◆ **Available data**
--- START ---
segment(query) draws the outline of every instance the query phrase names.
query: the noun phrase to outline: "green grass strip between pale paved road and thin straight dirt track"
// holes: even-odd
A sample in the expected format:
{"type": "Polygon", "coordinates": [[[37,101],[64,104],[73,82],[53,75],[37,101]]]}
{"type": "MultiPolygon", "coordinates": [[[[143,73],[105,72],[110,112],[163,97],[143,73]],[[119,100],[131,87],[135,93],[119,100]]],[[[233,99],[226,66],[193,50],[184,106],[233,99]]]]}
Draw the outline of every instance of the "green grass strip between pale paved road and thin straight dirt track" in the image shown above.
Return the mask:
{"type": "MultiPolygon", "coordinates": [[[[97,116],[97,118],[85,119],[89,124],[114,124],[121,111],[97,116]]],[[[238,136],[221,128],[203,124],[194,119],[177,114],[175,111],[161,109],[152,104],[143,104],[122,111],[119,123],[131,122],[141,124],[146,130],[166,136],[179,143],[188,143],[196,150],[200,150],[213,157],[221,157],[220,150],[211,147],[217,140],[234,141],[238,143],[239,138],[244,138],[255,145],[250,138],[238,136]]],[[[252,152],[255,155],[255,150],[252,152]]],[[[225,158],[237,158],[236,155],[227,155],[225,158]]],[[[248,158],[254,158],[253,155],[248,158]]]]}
--- END ---
--- START ---
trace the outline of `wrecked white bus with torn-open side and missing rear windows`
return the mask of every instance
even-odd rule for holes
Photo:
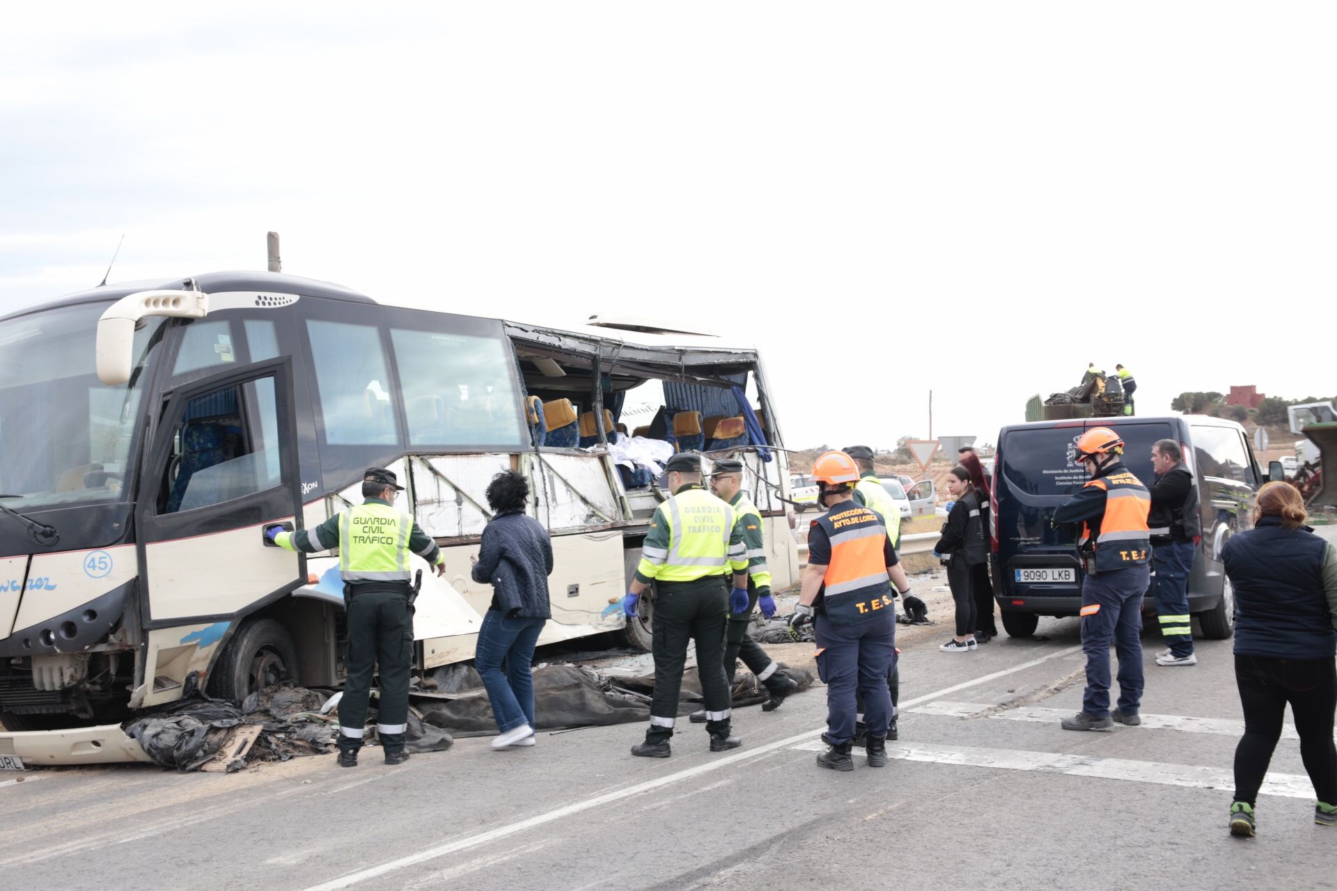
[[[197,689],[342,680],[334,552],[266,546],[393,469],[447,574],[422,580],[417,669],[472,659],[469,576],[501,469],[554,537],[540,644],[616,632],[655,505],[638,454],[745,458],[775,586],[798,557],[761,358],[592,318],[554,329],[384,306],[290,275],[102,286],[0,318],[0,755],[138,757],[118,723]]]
--- END ---
◆ **Problem to solve**
Provide every line from the material that contains the word "track".

◆ **Written answer**
query: the noun phrase to outline: "green grass strip between pale paved road and thin straight dirt track"
Draw the outline of every instance of the "green grass strip between pale paved road and thin straight dirt track" in the image shown above.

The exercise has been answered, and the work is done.